-------- Data to use --------

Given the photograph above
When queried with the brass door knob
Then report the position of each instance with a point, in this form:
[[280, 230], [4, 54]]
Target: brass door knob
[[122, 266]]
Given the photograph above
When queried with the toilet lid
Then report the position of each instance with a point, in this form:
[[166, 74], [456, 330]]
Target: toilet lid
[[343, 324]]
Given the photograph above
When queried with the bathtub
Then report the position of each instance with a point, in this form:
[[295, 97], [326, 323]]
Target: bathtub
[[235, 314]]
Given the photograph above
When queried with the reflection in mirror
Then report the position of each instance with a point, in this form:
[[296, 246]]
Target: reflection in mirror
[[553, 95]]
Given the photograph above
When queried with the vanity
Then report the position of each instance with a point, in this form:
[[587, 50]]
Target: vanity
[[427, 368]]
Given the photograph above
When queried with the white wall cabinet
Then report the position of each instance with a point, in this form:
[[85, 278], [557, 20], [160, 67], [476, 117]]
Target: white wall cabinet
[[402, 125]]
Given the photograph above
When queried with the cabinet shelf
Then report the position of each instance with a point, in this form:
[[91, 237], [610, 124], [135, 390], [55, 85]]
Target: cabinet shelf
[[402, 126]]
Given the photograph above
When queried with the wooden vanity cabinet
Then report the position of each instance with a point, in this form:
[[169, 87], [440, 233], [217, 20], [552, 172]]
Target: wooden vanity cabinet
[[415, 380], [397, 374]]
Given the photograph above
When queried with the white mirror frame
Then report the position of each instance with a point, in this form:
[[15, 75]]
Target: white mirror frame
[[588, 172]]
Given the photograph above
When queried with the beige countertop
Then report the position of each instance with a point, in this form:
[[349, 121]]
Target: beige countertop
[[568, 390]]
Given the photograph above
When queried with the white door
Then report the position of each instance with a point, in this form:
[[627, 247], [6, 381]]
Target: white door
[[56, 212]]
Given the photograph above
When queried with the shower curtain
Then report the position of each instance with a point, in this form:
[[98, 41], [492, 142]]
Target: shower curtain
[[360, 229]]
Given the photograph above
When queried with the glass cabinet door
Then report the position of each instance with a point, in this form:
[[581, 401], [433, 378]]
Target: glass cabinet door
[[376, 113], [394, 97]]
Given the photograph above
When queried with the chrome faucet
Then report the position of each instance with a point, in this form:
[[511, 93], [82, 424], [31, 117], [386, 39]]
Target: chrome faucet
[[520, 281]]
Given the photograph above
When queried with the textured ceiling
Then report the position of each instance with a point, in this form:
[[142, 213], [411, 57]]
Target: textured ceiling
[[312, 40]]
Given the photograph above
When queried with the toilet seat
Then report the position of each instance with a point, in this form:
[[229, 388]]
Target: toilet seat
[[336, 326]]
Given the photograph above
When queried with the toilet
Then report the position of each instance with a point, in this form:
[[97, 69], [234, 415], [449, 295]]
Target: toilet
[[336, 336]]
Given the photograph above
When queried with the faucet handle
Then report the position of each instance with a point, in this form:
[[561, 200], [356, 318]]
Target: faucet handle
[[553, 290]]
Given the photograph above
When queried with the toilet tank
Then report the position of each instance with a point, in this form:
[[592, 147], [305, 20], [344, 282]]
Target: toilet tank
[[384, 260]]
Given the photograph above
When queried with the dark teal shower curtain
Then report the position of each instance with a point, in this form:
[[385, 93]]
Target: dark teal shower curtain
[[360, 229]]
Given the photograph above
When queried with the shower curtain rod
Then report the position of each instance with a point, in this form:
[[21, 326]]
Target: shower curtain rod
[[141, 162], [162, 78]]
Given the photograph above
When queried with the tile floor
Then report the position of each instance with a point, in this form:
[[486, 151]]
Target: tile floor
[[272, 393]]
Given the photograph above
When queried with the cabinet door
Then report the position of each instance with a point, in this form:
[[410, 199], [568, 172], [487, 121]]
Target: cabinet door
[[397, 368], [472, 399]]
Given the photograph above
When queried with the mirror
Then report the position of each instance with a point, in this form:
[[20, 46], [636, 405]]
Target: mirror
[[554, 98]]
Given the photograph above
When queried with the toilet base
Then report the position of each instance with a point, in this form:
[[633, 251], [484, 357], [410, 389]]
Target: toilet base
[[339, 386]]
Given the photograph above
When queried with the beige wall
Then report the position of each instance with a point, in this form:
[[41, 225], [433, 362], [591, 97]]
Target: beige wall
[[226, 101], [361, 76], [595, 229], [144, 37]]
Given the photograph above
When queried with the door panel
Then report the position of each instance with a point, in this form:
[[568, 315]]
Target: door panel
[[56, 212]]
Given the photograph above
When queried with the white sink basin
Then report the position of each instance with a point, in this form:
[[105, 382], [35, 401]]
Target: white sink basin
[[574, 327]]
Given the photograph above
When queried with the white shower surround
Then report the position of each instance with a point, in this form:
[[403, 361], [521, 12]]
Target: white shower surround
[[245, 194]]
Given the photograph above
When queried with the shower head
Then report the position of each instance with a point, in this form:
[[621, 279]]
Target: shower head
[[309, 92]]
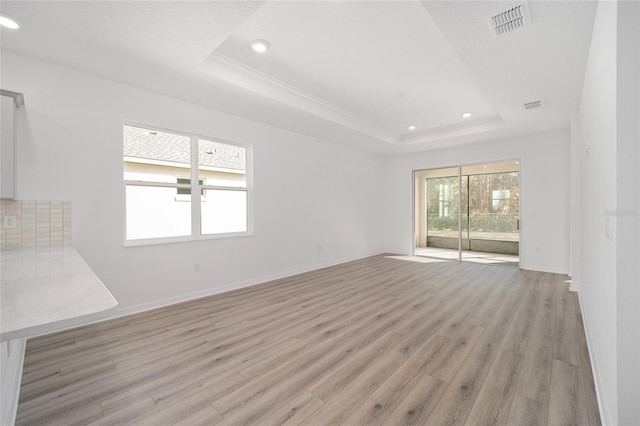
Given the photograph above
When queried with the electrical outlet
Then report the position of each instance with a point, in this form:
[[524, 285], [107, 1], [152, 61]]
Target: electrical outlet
[[9, 222]]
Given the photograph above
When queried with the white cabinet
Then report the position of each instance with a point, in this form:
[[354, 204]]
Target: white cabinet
[[10, 102]]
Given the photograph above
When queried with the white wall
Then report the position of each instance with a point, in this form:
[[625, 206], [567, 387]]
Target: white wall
[[544, 187], [610, 209], [316, 203]]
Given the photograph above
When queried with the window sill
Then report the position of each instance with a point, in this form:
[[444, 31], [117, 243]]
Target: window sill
[[186, 239]]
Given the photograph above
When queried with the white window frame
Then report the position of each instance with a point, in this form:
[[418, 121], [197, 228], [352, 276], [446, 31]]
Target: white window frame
[[196, 189]]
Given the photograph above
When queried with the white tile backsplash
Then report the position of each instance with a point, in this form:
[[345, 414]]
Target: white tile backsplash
[[38, 223]]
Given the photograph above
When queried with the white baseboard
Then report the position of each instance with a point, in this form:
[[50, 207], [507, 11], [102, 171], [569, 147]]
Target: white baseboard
[[11, 379], [602, 408], [234, 286], [550, 270]]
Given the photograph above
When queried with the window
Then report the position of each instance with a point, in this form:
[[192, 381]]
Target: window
[[500, 199], [181, 187]]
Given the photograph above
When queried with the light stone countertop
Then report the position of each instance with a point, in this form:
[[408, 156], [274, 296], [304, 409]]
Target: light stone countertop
[[46, 289]]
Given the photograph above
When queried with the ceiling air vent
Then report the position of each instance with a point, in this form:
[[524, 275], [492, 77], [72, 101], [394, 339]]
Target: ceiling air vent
[[509, 20], [532, 105]]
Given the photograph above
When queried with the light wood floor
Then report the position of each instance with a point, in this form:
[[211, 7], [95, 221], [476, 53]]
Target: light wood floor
[[383, 340]]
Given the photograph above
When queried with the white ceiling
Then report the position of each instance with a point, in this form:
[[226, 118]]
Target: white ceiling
[[352, 72]]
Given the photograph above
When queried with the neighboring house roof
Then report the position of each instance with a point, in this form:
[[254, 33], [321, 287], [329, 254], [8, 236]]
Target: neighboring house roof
[[161, 146]]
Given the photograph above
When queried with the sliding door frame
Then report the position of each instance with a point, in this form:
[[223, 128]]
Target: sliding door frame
[[459, 167]]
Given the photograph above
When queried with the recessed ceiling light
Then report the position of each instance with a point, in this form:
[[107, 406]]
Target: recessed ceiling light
[[8, 23], [260, 46]]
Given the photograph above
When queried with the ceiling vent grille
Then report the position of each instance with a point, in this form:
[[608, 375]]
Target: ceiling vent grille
[[532, 105], [509, 20]]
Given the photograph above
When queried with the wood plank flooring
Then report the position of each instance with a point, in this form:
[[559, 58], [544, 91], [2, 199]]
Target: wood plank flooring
[[383, 340]]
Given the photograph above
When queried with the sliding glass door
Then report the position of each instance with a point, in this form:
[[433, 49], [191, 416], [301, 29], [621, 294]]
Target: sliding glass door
[[469, 212]]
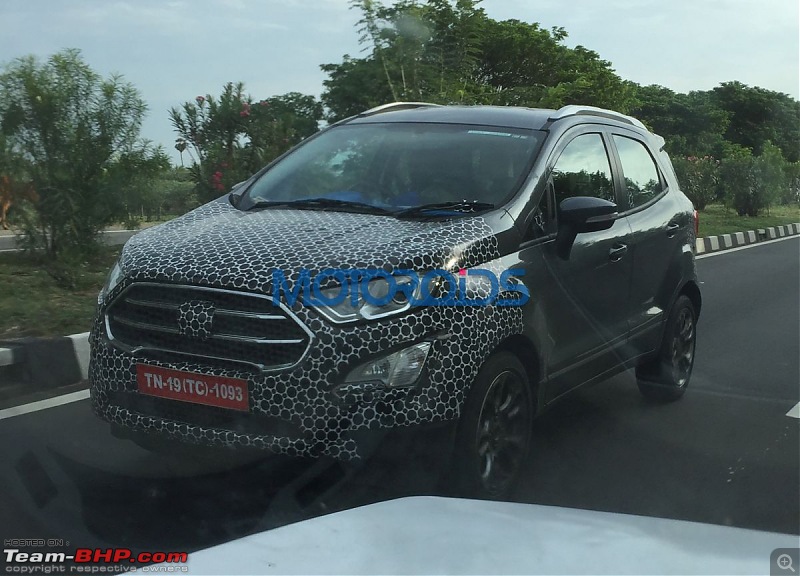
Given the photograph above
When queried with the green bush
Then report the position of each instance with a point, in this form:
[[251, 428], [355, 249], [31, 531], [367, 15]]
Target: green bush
[[698, 178], [75, 137]]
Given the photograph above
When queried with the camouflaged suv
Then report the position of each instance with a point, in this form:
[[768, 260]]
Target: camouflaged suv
[[414, 267]]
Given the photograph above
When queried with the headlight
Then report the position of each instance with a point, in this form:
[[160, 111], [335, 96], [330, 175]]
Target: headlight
[[397, 370], [385, 299], [115, 276]]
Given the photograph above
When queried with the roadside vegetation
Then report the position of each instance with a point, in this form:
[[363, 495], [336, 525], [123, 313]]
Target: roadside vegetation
[[35, 301], [73, 162], [718, 219]]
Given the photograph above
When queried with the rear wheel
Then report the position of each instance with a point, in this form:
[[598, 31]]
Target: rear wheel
[[495, 429], [665, 378]]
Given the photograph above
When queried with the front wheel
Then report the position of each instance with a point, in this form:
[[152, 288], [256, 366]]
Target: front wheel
[[495, 429], [665, 378]]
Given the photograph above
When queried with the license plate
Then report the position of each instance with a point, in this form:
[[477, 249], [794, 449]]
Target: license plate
[[190, 387]]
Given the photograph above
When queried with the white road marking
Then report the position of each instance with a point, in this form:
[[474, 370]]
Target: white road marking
[[710, 254], [44, 404]]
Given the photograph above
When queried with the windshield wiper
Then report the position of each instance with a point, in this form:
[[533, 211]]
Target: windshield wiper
[[321, 203], [461, 207]]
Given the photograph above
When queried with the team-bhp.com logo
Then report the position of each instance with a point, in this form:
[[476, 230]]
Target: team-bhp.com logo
[[92, 560], [467, 287]]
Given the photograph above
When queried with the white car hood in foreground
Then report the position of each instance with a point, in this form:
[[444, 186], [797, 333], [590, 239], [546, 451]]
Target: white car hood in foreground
[[428, 535]]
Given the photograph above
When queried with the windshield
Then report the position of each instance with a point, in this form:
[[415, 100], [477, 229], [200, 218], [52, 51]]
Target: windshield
[[395, 165]]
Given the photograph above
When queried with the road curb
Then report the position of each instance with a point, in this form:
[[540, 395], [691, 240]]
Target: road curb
[[736, 239], [45, 363]]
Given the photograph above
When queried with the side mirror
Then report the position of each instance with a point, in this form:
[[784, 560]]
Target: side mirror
[[582, 214]]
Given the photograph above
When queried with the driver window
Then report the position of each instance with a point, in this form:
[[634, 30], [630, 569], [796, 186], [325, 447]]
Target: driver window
[[583, 169]]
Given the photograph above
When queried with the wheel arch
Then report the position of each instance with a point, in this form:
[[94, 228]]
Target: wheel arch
[[526, 352], [692, 291]]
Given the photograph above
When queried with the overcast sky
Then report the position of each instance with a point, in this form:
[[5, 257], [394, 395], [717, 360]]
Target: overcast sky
[[174, 50]]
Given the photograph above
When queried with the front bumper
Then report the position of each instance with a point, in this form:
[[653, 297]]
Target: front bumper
[[294, 412]]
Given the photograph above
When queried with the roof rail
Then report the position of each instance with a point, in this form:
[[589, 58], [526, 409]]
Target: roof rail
[[392, 106], [576, 110]]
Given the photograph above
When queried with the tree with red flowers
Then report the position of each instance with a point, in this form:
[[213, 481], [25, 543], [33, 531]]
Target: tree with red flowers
[[231, 136]]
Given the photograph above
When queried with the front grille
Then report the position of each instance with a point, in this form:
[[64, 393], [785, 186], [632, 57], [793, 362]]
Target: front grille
[[205, 416], [208, 323]]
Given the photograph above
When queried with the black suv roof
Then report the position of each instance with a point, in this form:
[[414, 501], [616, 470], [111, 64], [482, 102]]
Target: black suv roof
[[508, 116]]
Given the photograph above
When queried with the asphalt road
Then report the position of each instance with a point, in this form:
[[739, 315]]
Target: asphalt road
[[727, 453]]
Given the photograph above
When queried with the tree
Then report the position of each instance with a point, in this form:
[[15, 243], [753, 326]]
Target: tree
[[71, 134], [230, 137], [450, 51], [758, 115]]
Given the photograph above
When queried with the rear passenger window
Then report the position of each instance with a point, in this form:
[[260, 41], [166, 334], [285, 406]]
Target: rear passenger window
[[583, 170], [641, 175]]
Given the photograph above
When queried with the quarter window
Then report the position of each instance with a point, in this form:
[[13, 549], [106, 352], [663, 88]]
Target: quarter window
[[583, 169], [641, 175]]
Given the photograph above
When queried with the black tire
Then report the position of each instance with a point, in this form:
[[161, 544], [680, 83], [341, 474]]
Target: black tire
[[494, 432], [665, 378]]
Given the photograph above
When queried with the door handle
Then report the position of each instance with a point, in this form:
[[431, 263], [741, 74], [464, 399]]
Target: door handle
[[671, 228], [617, 252]]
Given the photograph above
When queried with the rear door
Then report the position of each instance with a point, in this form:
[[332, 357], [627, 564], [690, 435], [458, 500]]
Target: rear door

--------

> **Exercise aim**
Could you format the rows above as a JSON list of strings, one string per line and blank lines left out, starting at the first line of the rows and ending at the line that contains "[[415, 380], [397, 374]]"?

> **Exercise answer**
[
  "Given the photograph above",
  "When queried with the brass door knob",
  "Then report the position of each instance with a point, in this form:",
  "[[280, 230], [4, 54]]",
  "Target: brass door knob",
  "[[122, 266]]",
  "Given the photograph above",
  "When queried with the toilet lid",
  "Then report the position of each instance with a point, in this form:",
  "[[166, 74], [456, 330]]",
  "Target: toilet lid",
  "[[343, 324]]",
  "Given the photograph above",
  "When queried with the bathtub",
  "Then report the position of each instance with a point, in this form:",
  "[[295, 97], [326, 323]]",
  "Target: bathtub",
  "[[235, 314]]",
  "Given the photograph above",
  "When queried with the reflection in mirror",
  "Then report the position of each instance with a point, in this form:",
  "[[296, 246]]",
  "Target: reflection in mirror",
  "[[553, 95]]",
  "Given the photograph above",
  "When queried with the vanity",
  "Then report the position of each instance with a point, in this form:",
  "[[587, 50]]",
  "Target: vanity",
  "[[427, 368]]",
  "Given the photograph above",
  "When queried with the white wall cabinet",
  "Then report the position of each instance with a point, in this form:",
  "[[85, 278], [557, 20], [160, 67], [476, 117]]",
  "Target: white wall cabinet",
  "[[402, 125]]",
  "Given the photograph above",
  "When queried with the cabinet shelf",
  "Then report the position of each instance with a point, in this form:",
  "[[91, 237], [610, 124], [135, 390], [55, 85]]",
  "Target: cabinet shelf",
  "[[402, 126]]",
  "Given the photograph above",
  "When queried with the wooden vanity cabinet",
  "Then report the position of each instance with a point, in this form:",
  "[[169, 87], [440, 233], [217, 20], [552, 172]]",
  "Target: wooden vanity cabinet",
  "[[415, 380], [397, 374]]"
]